Records from a data collection:
-------

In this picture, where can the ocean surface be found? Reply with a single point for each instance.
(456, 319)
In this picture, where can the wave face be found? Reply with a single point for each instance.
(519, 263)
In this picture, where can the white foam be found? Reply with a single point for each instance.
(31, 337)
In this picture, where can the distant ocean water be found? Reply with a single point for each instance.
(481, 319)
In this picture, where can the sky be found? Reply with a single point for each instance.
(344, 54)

-------

(AIM OF THE EXERCISE) Can you rewrite every line from the one containing "In this picture, where can the white" through the end of the rows, inclusive, adding 122 to each coordinate value in the answers and leaving all other text unchanged?

(RESPONSE FOR THIS EXERCISE)
In this picture, where can the white foam be found? Reply with a single point for each instance.
(153, 459)
In this picture, where can the distant ocean water be found? Reply with a single point for each instance.
(603, 441)
In this picture, where can the sky be found? Reply with a single point for each instance.
(466, 176)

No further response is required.